# Set of tasks
1. Decide whether each statement agrees with the attic layout thread, answering yes or no and quoting the deciding words: (a) the train room measures 9.5' x 16'; (b) the knee wall is 36" high; (c) joed2323 suggests putting the bench work in the middle of the room.
2. Reproduce the attic layout thread word for word, from "I agree with" to "(Dec 20, 2012)".

# Selection
#####
# Attic layout



## billshoff (Nov 4, 2011)

I'm experimenting with track plans for my O gauge layout in a room I built in the attic. I'd like to change it so that I could run two trains so I'm open to ideas. I'm thinking about removing the two switches and placing them on the long side to make a siding where I could park a 2nd train. I saw some plans that showed how to include sensors and relays that would alternate the trains onto the main line.
Can anyone help me tweak this plan?


----------



## joed2323 (Oct 17, 2010)

Ok, first question, how much room do you have for this layout? Is this room dedicated for just a layout only? What's the dimensions of the room, this will help us.

Can you go bigger or can we only work with the benches that are already built, could you add to them any?

Have you possibly thought about an around-the-room style layout? The middle of your room would be open and against the walls you can have your bench work. You could get a longer mainline run this way, especially being o-scale.


----------



## Raptorman83 (Feb 8, 2013)

I agree with joed.

You should really go as big as your space and budget will allow. You dont want to change your mind once its too late.


----------



## sjm9911 (Dec 20, 2012)

More switches would help! I do like the track layout as is but running two trains on it would be hard. You do want something like two loops so you can run two trains with different feeds. You could run two trains trains on your track as is iif you use a block to stop one train at a certain spot, let the other train pass and then the original train would go. I was tempted to try this on my layout. I think you need two loops that can operate by themselves. More fun. If I get any good ideas i'll post them.


----------



## gunrunnerjohn (Nov 10, 2010)

I think I'd have the loop go in the open and have the spur siding have the engine shed on it.


----------



## billshoff (Nov 4, 2011)

OK, the room is only for trains and it's 9.5' x 16'. The knee wall is 24" high. There's a desk in one corner that serves as a work bench so an around-the-room layout is out. I need my desk.

I've moved the 2 switches to the left side, changed the curve in the inside corner and made a side track for a waiting train. see pics


----------



## gunrunnerjohn (Nov 10, 2010)

I put your photos in-line for easier viewing.

You could make it a U-shaped layout coming up to the desk. Also, you could have a crossing lift bridge across the room to allow a continuous loop, that would allow a lot more flexibility for the track plan.


----------



## billshoff (Nov 4, 2011)

"I think I'd have the loop go in the open..."

Could you say that another way? I don't understand. 
Oh, and thanks for adjusting the pics.
#####
# Records from a collection

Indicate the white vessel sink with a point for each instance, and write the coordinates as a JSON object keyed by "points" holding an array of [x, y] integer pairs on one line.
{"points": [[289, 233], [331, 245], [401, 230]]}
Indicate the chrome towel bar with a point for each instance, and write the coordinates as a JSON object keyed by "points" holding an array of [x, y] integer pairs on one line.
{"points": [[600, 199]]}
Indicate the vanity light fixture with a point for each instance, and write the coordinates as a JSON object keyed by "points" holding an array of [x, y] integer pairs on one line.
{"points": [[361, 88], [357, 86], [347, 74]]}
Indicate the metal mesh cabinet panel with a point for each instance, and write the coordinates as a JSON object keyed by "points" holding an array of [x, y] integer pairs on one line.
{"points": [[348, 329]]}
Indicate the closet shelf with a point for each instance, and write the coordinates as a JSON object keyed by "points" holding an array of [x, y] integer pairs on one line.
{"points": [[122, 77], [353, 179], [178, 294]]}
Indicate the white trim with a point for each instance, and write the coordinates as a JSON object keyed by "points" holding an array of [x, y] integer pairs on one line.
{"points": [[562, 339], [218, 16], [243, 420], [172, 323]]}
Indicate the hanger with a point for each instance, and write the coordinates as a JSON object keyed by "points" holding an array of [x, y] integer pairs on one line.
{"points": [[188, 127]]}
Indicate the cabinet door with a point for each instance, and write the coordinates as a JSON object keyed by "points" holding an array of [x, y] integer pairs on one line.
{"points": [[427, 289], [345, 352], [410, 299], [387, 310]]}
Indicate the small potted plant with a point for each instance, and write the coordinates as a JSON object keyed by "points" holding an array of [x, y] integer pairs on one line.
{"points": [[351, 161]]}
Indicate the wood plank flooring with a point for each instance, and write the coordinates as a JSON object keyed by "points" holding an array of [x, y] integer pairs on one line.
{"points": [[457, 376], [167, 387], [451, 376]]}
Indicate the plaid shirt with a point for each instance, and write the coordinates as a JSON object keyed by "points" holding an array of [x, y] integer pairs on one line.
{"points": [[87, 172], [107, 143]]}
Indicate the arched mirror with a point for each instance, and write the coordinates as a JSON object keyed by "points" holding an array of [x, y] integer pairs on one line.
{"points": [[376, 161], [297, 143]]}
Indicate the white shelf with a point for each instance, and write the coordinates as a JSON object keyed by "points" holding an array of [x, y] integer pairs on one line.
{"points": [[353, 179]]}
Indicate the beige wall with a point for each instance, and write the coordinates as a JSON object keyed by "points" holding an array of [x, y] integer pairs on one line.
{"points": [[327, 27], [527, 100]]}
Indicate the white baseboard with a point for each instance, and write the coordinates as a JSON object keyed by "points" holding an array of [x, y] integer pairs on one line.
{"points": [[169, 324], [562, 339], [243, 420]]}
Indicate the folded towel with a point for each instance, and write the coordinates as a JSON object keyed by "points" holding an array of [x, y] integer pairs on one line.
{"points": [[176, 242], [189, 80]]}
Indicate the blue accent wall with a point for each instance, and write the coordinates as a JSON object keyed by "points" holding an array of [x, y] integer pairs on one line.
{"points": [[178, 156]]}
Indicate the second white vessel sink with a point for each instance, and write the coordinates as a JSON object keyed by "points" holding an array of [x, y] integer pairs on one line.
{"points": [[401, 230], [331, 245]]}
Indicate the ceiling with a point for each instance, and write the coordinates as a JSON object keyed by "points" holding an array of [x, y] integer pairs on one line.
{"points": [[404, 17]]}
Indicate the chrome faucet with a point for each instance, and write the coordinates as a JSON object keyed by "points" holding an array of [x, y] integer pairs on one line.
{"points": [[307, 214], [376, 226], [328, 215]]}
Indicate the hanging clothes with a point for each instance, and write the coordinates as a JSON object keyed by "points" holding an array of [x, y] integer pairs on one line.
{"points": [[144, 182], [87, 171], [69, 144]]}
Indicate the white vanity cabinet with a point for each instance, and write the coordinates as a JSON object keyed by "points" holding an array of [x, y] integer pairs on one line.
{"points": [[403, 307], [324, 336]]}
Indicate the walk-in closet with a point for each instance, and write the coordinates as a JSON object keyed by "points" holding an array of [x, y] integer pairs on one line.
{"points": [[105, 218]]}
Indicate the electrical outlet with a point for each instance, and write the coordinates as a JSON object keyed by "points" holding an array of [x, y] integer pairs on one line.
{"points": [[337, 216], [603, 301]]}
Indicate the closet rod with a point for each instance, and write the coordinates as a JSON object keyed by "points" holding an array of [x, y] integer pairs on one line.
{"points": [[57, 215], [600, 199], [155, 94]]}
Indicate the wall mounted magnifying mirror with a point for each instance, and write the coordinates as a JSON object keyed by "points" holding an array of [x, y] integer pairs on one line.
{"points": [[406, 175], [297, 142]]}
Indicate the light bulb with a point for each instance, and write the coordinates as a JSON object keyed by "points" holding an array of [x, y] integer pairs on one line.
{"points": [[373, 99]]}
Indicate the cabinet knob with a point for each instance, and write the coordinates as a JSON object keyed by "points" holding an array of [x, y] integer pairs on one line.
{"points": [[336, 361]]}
#####
# Expected outputs
1.
(a) Yes: "it's 9.5' x 16'"
(b) No: "The knee wall is 24" high."
(c) No: "The middle of your room would be open and against the walls you can have your bench work."

2.
I agree with joed.

You should really go as big as your space and budget will allow. You dont want to change your mind once its too late.


----------



## sjm9911 (Dec 20, 2012)